═════ Extracted entries ═════

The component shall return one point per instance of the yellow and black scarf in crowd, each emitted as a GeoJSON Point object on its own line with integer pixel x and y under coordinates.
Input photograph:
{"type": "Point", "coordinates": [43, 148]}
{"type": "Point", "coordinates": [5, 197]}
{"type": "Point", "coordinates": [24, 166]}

═════

- **Objective**:
Reproduce every line of the entries above, requests included. Multiply each x and y coordinate in the answers by 0.35 and round it to a whole number, rounding halves up.

- **Written solution**:
The component shall return one point per instance of the yellow and black scarf in crowd, each emitted as a GeoJSON Point object on its own line with integer pixel x and y under coordinates.
Input photograph:
{"type": "Point", "coordinates": [15, 52]}
{"type": "Point", "coordinates": [2, 69]}
{"type": "Point", "coordinates": [8, 58]}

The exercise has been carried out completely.